→ **Task prompt**: All of the data must be printed exactly; please include every line.

→ **Exercise inputs**:
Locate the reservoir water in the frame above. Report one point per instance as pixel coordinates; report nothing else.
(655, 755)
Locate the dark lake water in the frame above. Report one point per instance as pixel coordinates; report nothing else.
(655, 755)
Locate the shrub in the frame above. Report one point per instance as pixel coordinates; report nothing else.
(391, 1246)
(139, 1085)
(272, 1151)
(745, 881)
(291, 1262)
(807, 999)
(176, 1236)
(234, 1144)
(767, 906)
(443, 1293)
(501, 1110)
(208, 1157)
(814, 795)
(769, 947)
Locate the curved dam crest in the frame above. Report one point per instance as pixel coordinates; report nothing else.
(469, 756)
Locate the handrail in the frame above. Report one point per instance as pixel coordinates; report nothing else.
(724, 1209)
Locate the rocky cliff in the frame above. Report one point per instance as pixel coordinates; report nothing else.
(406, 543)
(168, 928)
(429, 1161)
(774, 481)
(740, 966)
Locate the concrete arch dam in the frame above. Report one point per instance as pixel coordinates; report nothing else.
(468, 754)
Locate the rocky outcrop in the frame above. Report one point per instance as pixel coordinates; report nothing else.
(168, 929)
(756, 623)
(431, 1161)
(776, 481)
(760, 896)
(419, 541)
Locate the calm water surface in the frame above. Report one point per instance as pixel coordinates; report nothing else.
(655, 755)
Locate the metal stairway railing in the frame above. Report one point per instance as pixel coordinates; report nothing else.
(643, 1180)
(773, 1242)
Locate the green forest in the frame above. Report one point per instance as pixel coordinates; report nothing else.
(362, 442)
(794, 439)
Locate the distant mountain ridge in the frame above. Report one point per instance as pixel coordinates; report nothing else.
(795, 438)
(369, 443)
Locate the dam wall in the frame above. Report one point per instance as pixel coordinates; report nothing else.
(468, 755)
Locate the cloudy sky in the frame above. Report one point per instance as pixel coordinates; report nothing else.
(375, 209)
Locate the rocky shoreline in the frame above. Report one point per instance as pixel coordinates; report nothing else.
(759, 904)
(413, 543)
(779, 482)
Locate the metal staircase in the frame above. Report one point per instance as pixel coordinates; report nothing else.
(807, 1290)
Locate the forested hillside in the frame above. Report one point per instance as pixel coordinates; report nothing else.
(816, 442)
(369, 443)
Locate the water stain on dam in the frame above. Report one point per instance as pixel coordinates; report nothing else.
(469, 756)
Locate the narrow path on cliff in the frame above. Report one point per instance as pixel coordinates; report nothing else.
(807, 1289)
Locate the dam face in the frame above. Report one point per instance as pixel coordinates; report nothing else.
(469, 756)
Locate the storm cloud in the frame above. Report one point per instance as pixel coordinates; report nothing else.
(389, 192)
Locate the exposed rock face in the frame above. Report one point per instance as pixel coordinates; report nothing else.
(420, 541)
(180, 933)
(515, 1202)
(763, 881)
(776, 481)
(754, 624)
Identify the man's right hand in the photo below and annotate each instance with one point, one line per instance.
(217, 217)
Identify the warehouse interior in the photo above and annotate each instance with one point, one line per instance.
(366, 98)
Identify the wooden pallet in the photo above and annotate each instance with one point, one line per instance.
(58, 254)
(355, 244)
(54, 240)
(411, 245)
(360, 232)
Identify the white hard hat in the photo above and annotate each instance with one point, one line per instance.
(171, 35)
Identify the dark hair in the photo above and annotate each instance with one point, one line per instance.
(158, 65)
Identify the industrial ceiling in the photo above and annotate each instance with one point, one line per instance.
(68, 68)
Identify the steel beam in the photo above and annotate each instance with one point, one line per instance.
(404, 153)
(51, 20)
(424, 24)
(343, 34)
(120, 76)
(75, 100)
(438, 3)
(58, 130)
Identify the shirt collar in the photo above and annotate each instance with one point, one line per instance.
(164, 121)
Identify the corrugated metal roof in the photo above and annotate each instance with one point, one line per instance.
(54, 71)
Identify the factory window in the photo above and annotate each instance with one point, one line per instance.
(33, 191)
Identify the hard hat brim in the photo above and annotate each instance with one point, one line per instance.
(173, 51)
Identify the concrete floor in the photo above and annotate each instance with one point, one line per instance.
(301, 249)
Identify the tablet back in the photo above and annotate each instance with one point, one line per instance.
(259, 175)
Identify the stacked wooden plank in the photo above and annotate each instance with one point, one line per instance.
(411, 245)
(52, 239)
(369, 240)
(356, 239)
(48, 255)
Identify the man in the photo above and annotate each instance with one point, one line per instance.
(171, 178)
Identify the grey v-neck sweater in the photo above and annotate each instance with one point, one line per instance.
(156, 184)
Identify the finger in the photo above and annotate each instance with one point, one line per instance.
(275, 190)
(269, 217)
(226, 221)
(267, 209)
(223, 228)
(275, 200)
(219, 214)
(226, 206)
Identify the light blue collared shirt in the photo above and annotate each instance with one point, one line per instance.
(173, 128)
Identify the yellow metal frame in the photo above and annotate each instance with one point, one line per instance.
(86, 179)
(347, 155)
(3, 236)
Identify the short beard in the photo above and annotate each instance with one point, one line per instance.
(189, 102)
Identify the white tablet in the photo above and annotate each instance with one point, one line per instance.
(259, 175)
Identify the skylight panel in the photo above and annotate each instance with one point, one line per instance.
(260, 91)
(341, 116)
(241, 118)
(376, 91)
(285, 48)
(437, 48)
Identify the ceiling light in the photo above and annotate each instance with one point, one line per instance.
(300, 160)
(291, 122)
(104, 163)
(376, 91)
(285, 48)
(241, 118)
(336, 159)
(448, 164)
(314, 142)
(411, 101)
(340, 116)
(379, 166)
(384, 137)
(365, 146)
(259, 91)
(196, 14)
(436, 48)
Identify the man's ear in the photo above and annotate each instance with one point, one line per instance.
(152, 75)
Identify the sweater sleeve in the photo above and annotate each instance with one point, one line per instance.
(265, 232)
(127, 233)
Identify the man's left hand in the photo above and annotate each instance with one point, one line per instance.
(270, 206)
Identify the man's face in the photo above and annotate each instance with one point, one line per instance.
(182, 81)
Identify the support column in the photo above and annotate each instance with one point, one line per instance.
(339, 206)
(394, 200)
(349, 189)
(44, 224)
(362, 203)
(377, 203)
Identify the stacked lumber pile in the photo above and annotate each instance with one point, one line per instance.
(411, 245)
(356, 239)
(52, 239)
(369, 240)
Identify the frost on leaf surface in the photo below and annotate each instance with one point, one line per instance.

→ **Correct answer**:
Locate the reservoir water in the frame above. Report one point per instance as pixel coordinates; report nothing else.
(655, 755)
Locate the dark lake water in the frame above. Report one point per instance as pixel coordinates; report nothing else.
(655, 755)
Locate the shrub in the frame above. Report one point per instance as pixel coordinates; report nothing else.
(391, 1246)
(139, 1085)
(272, 1151)
(745, 881)
(291, 1262)
(807, 999)
(176, 1236)
(234, 1144)
(767, 906)
(443, 1293)
(501, 1110)
(208, 1157)
(814, 795)
(769, 947)
Locate the curved dam crest in the frame above. Report one point per instance as pixel coordinates; report nothing else.
(469, 756)
Locate the handrail in the frame above. Report one point per instance as pixel coordinates; report nothing else.
(724, 1209)
Locate the rocky cliff in the frame above. Report one point per instance as pixel coordinates; report nothing else.
(406, 543)
(168, 928)
(429, 1161)
(774, 481)
(740, 966)
Locate the concrete arch dam in the frame above. Report one point per instance as pixel coordinates; report nothing else.
(468, 754)
Locate the rocky outcrop in the frame above. Report one point per instance as pixel coordinates; report nothing else.
(168, 929)
(756, 623)
(431, 1161)
(776, 481)
(760, 896)
(419, 541)
Locate the calm water surface in the frame above. Report one point per instance as pixel coordinates; report nothing else.
(655, 755)
Locate the metal stairway railing in the frame above. Report one point per instance as pixel coordinates; report nothing else.
(643, 1180)
(773, 1242)
Locate the green forest in the frame above. Report one point per instance as pixel coordinates; report nothing else.
(362, 442)
(794, 439)
Locate the distant mountain ridge in the frame above. Report one point per instance as pixel coordinates; report nothing else.
(795, 438)
(369, 443)
Locate the dam wall in the frame above. Report one point per instance as pixel coordinates; report nothing else.
(468, 755)
Locate the cloudy sky in the frame above. Report one point per instance as pixel coordinates; report nothing else.
(375, 209)
Locate the rocky shoreline in the frame above. Report one point per instance as pixel coordinates; report nothing else.
(759, 904)
(413, 543)
(779, 482)
Locate the metal staircase in the frame above. Report one point per instance as pixel coordinates; report nothing else.
(807, 1290)
Locate the forested hillside in the frame above. Report one point per instance as pixel coordinates; report nothing else.
(816, 442)
(369, 443)
Locate the water stain on dam in the frame above. Report one point per instance as pixel coordinates; report nothing else.
(469, 756)
Locate the narrow path on cliff in the frame above. Report one point per instance as pixel coordinates; report nothing else.
(807, 1289)
Locate the dam face in the frame above. Report one point per instance as pixel coordinates; report nothing else.
(469, 756)
Locate the storm cloud in the frame above. Report one point per instance as pixel coordinates; report nothing else.
(389, 192)
Locate the exposed rock face in the frame above. Report one point per instance as pixel coordinates; report nothing else.
(420, 541)
(180, 933)
(515, 1202)
(763, 881)
(776, 481)
(754, 624)
Identify the man's right hand in the photo below and annotate each instance with one point, one line per instance.
(217, 217)
Identify the warehouse interior in the photo above and annotate each instance with one point, one line per instance.
(366, 98)
Identify the wooden pallet in the photo above and annotate each instance with one point, one line per instance.
(58, 254)
(355, 244)
(54, 240)
(411, 245)
(360, 232)
Identify the white hard hat in the photo above and annotate each instance with one point, one line per instance.
(171, 35)
Identify the dark hair in the photo above and annotate each instance with one point, one line per instance.
(158, 65)
Identify the industrial ceiling in the photo above and annotate each instance with one point, one line per instance.
(68, 68)
Identify the steel beam in the photo above and annotate each instance with one point, one line per instance.
(404, 153)
(51, 20)
(424, 24)
(343, 34)
(120, 76)
(75, 100)
(438, 3)
(58, 130)
Identify the shirt collar in the photo above and annotate each instance with one point, one line per instance.
(164, 121)
Identify the corrugated metal roof in the photo above and annotate each instance with one point, one line per instance.
(54, 71)
Identify the factory window in the photo above and annotate each instance with one point, one line per instance.
(33, 191)
Identify the hard hat brim in the photo above and annotate each instance with one point, one line per instance.
(173, 51)
Identify the concrete floor in the photo above and annotate each instance with one point, one line per instance.
(301, 249)
Identify the tablet back in the photo above and annotate each instance with one point, one line per instance.
(259, 175)
Identify the stacked wooden plank in the photo above and annotate each instance with one point, one line per instance.
(411, 245)
(52, 239)
(369, 240)
(356, 239)
(48, 255)
Identify the man in the photo above and annotate each instance with one point, one line per instance.
(171, 178)
Identify the grey v-neck sweater in the photo above and annotate each instance with one point, one line per instance.
(156, 184)
Identify the finger in the photo above and annotate each instance with one point, one line per instance.
(275, 190)
(269, 217)
(226, 221)
(267, 209)
(223, 228)
(275, 200)
(219, 214)
(226, 206)
Identify the light blue collared shirt in the photo above and annotate each instance with one point, one line per instance.
(173, 128)
Identify the yellow metal frame in the photo above and annotate each instance with one point, one line per instance.
(86, 179)
(347, 155)
(3, 236)
Identify the short beard in the photo above and annotate each instance with one point, one line per instance.
(189, 102)
Identify the white tablet in the photo above and annotate each instance with one point, one line per instance.
(259, 175)
Identify the skylight panel in the photo above and annotate each instance with one point, one line per instance.
(260, 91)
(341, 116)
(241, 118)
(376, 91)
(285, 48)
(437, 48)
Identify the ceiling light in the photo above and annotate each instance with one point, one line per instance.
(300, 160)
(291, 122)
(104, 163)
(376, 91)
(285, 48)
(241, 118)
(336, 159)
(448, 164)
(314, 142)
(411, 101)
(340, 116)
(379, 166)
(384, 137)
(365, 146)
(259, 91)
(196, 14)
(436, 48)
Identify the man's ear in the photo above and annotate each instance with one point, one line per instance.
(152, 75)
Identify the sweater sleeve in the photo above and annotate each instance with one point, one line per instance.
(265, 232)
(127, 233)
Identify the man's left hand in the photo above and annotate each instance with one point, one line per instance.
(270, 206)
Identify the man's face in the photo above and annotate each instance with one point, one line per instance.
(182, 81)
Identify the support column in the photo above and annotate each instance with one point, one line per instance.
(339, 206)
(394, 200)
(349, 189)
(44, 224)
(362, 203)
(377, 203)
Identify the stacked lumber pile in the photo above and annotate each instance with one point, one line per instance.
(411, 245)
(356, 239)
(52, 239)
(369, 240)
Identify the frost on leaf surface in the photo below and annotate each instance with one point, one line per instance.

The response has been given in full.